» Tarefas a realizar
1. Transcreva, do excerto do documento sobre a posição da Requerida, tudo desde "e)     A localização de" até "obras em causa.".
2. Segundo o excerto do documento sobre a posição da Requerida, em que prazo caduca uma ARU aprovada se a ORU correspondente não tiver sido aprovada?
3. Retome o excerto do documento sobre a posição da Requerida a partir do ponto em que termina.

» Excerto do documento
* * * * * * *
II.2. Posição da Requerida

Por seu turno, a Requerida fundamenta a sua posição nos seguintes termos:

a)     Refere a Requerida que o  n.º 1 do art.º 7.º do RJRU determina que a reabilitação urbana em áreas definidas resulta da aprovação: a) da delimitação de ARU e da b) ORU a desenvolver nas áreas determinadas de acordo com a alínea anterior, através de instrumento próprio ou de um plano pormenor de reabilitação urbana.

b)     O decreto-lei em referência esclarece, assim, que estamos perante uma reabilitação urbana apenas quando se verificar a aprovação destes dois requisitos/instrumentos: ARU e ORU.

c)     Assim no entendimento da Requerida para que se trate de uma empreitada de reabilitação urbana, “tal como definida em diploma específico”, não é suficiente que se trate de uma empreitada localizada numa ARU, pois de acordo com a alínea b) do n.º 1 art.º 7.º do RJRU  a reabilitação urbana resulta da aprovação da ORU a desenvolver nas ARU, através de instrumento próprio ou de um plano pormenor de reabilitação urbana.

d)     Salienta a Requerida ainda, que, de acordo com o n.º 4 do art.º 7.º do mesmo diploma, a cada ARU corresponde uma ORU, tanto mais que uma vez aprovada a ARU, esta caduca se, no prazo de três anos, não tiver sido aprovada a ORU correspondente, conforme estatui o art.º 15.º do mesmo diploma.

e)     A localização de um prédio numa ARU não constitui, por si só, condição bastante para afirmar que as operações sobre ele efetuadas se subsumem no conceito de reabilitação urbana, constante do respetivo regime jurídico e, consequentemente, possa beneficiar da aplicação da taxa reduzida do imposto, sendo igualmente necessária a aprovação da correspondente ORU.

f)      Entende a Requerida que o sujeito passivo não demonstrou que houvesse uma ORU aprovada para as obras em causa.
* * * * * * *
Registos em bruto:
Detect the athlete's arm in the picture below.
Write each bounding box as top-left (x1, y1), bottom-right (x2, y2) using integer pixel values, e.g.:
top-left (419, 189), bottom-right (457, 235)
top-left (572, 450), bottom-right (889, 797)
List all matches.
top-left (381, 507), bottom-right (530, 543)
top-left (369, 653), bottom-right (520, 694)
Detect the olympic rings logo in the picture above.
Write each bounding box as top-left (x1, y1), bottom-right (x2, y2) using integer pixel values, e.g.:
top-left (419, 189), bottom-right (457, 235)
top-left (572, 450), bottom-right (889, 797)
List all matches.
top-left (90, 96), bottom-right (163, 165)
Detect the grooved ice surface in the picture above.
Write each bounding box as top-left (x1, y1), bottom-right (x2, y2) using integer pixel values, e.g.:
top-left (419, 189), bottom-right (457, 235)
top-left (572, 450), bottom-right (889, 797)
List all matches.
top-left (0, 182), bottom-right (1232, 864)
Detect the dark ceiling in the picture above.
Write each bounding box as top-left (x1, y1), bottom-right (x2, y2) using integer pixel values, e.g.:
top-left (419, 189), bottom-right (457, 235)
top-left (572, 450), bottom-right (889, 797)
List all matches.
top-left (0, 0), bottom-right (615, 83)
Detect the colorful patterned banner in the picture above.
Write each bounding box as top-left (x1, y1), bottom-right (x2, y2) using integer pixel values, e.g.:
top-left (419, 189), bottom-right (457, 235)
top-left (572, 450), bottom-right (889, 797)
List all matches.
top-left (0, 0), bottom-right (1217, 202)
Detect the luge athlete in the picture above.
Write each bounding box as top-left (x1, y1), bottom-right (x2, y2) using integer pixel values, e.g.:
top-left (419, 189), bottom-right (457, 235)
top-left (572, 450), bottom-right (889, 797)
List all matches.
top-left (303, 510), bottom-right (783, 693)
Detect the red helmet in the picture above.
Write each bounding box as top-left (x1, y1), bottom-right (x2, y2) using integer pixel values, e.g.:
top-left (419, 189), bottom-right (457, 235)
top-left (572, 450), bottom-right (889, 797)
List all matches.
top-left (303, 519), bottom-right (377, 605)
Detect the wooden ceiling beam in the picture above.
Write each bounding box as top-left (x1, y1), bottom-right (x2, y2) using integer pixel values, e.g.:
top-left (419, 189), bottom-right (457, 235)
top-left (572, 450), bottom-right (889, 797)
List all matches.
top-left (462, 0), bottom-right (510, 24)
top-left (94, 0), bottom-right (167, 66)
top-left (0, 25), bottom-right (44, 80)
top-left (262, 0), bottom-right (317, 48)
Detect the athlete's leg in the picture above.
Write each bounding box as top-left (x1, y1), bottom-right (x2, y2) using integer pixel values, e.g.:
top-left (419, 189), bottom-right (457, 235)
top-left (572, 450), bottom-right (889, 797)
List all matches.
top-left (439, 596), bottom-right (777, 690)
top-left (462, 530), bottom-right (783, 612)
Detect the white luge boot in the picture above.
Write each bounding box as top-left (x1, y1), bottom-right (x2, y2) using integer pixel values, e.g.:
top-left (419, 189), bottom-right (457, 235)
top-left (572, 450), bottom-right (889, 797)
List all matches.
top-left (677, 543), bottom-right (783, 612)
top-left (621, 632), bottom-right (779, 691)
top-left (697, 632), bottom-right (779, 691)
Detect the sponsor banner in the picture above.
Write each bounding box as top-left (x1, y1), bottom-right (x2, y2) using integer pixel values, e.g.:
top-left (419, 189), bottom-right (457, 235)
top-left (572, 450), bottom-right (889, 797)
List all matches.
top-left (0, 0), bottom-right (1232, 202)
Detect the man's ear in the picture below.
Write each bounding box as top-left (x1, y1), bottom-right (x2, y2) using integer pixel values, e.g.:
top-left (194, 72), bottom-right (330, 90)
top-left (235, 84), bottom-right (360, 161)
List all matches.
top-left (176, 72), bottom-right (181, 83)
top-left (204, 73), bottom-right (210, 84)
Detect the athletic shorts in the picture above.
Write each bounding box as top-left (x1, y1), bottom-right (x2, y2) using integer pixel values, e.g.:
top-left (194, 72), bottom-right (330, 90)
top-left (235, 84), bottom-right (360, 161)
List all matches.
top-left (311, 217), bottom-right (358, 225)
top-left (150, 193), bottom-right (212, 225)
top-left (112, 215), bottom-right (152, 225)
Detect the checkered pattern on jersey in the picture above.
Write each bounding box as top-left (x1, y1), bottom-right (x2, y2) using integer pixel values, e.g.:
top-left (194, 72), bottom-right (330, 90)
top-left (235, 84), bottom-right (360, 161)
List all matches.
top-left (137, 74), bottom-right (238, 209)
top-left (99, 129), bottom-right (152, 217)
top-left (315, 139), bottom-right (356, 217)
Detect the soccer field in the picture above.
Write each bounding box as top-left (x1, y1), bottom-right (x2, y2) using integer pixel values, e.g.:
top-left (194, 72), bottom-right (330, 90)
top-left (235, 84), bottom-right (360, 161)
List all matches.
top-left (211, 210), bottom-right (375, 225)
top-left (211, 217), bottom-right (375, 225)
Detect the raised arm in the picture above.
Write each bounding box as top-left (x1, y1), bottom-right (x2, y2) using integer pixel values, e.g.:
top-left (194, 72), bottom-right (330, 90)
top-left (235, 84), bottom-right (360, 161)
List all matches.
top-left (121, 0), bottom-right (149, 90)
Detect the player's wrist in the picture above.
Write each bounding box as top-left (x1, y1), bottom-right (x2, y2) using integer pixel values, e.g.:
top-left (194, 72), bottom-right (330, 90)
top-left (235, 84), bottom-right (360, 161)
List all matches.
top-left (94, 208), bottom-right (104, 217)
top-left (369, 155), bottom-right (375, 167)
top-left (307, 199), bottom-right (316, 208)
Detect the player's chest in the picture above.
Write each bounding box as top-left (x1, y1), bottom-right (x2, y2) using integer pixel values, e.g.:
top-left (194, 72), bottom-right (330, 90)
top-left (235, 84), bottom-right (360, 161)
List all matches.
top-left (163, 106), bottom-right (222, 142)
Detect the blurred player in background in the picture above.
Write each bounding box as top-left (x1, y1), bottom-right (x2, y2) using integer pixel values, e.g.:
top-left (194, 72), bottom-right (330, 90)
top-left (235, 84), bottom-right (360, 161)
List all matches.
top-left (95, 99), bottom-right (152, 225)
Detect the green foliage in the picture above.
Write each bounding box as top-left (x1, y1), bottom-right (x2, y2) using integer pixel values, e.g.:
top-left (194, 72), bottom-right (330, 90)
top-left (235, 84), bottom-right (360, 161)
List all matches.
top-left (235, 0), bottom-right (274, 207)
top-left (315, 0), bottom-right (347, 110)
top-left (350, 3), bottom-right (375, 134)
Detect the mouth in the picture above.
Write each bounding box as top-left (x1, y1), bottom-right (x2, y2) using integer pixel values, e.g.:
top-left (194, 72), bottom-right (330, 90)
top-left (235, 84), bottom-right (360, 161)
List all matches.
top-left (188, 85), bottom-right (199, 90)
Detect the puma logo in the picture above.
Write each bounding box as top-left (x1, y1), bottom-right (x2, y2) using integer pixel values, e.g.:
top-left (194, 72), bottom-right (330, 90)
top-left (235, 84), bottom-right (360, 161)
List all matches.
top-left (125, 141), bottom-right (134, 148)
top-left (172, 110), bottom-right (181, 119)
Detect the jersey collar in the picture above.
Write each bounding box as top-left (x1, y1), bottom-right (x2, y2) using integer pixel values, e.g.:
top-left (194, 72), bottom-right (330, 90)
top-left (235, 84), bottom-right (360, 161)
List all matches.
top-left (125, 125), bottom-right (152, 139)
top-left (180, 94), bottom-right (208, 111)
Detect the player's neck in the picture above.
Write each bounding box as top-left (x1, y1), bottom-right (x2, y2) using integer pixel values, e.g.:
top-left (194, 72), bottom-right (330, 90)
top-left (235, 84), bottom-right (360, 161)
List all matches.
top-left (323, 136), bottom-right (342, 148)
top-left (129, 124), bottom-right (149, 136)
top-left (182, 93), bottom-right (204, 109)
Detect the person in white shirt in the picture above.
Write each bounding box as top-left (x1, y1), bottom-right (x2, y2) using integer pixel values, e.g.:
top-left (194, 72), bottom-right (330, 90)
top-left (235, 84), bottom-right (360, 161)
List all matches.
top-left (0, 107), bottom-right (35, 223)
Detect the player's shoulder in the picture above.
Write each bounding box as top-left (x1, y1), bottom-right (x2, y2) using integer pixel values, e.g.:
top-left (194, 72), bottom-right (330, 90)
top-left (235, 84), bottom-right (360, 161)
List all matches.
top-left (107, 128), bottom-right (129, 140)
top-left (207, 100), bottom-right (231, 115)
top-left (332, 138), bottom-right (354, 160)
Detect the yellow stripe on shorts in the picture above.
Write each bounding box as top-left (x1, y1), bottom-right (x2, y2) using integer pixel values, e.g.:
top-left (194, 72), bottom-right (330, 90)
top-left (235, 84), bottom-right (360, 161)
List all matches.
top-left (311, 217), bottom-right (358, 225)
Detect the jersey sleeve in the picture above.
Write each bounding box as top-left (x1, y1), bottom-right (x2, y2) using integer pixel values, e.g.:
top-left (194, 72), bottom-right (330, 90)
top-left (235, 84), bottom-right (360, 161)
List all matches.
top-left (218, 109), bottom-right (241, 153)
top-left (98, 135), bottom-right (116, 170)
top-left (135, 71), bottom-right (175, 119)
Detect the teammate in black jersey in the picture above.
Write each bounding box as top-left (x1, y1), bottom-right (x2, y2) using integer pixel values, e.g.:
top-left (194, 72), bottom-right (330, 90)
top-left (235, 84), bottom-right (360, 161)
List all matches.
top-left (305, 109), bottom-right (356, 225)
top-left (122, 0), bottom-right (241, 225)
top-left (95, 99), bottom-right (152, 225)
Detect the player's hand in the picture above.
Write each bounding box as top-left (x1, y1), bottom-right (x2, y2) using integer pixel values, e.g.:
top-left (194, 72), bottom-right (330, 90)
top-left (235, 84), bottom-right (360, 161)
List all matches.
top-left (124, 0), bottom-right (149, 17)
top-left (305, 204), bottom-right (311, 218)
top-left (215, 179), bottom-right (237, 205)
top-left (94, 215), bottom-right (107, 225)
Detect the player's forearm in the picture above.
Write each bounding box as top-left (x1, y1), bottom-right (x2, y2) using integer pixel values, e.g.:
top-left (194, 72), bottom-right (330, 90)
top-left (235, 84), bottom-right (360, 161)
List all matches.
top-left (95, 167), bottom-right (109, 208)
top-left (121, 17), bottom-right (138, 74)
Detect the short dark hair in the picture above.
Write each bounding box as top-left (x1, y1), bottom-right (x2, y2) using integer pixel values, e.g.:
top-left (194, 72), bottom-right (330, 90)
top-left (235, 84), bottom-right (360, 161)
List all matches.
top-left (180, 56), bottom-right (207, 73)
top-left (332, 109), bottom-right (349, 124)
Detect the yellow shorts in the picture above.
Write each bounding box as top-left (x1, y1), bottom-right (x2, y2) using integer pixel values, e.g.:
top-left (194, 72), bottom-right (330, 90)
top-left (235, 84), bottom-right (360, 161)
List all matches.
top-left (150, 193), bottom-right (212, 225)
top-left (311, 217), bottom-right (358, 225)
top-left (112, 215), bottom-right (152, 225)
* * * * * * *
» Resultados das tarefas
1.
e)     A localização de um prédio numa ARU não constitui, por si só, condição bastante para afirmar que as operações sobre ele efetuadas se subsumem no conceito de reabilitação urbana, constante do respetivo regime jurídico e, consequentemente, possa beneficiar da aplicação da taxa reduzida do imposto, sendo igualmente necessária a aprovação da correspondente ORU.

f)      Entende a Requerida que o sujeito passivo não demonstrou que houvesse uma ORU aprovada para as obras em causa.

2. No prazo de três anos.

3.
g)     Ou seja, as obras em apreço dizem respeito a imóvel inserido na ARU do respetivo município, cuja ORU não se encontra aprovada, pelo que, não existindo ORU aprovada, não se pode enquadrar a referida obra numa empreitada de reabilitação urbana, “tal como definida em diploma específico”, pelo que, não é aplicável a taxa reduzida do imposto a que se refere a alínea a) n.º 1 art.º 18.º do CIVA, mas sim a taxa normal (23%), definida na alínea c) do mesmo preceito e normativo legal.

h)     Reforça a Requerida a sua posição colocando a tónica que este entendimento  tem sido perfilhado em decisões arbitrais como  no Processo n.º 3/2023-T, de 2023-07-31, da qual resulta que só há reabilitação urbana, na aceção do RJRU, quando, a par da delimitação da ARU, o Município proceda, igualmente, à programação estratégica das atividades a realizar naquela zona através da aprovação da ORU.

i)      Evidenciando a Requerida que existe acórdão uniformizador de jurisprudência, proferido pelo STA no âmbito do Processo 12/24.9BALSB, que acolhe a posição da Requerida.

j)      Concluindo a Requerida que não havendo factos controvertidos e, sendo a única questão a decidir, a de saber se para efeitos de aplicação da taxa reduzida de imposto, se pode entender por empreitada de reabilitação urbana, aquela que seja levada a cabo sobre imóveis sitos em Área de Reabilitação Urbana para a qual não esteja aprovada qualquer Operação de Reabilitação Urbana e, tendo o Supremo Tribunal Administrativo uniformizado jurisprudência no sentido de que não, deve o pedido improceder, por não provado.

k)     Em alegações, limitou-se a remeter para o teor da sua Resposta.

 

 

III. Saneamento

 O Tribunal é materialmente competente e encontra-se regulamente constituído, nos termos dos artigos 2.º, n.º 1, alínea a), 5.º, n.ºs 1 e 2, do RJAT. 

O PPA é tempestivo.

As partes gozam de personalidade e capacidade judiciárias, são legítimas e estão devidamente representadas (cf. artigos 4.º e 10.º, n.º 2, do mesmo diploma, e artigo 1.º a 3.º da Portaria n.º 112-A/2011, de 22 de março).

O processo não enferma de nulidades e não foram suscitadas exceções, pelo que não há qualquer obstáculo à apreciação do mérito da causa.

 

IV. Questão a Decidir

questão decidenda prende-se em decidir num caso de uma empreitada de reabilitação urbana quais são as condições necessárias para a mesma ficar sujeita à taxa reduzida de IVA, ao abrigo da alínea a) do n.º 1 do artigo 18.º CIVA - verba 2.23 da Lista I. Se basta que a obra se localize numa área de reabilitação urbana (ARU), já legalmente definida (é o entendimento da Requerente) ou se é necessário que tal obra esteja, também (requisitos cumulativos), abrangida por uma “operação de reabilitação urbana”, previamente aprovada para essa ARU  (posição defendida pela AT).

Tendo em conta o constante dos pontos 8. e seguintes do Relatório, supra, o Tribunal apreciará, em qualquer caso, do relevo que deve, ou não, ser dado à subsequente aprovação de uma ORU.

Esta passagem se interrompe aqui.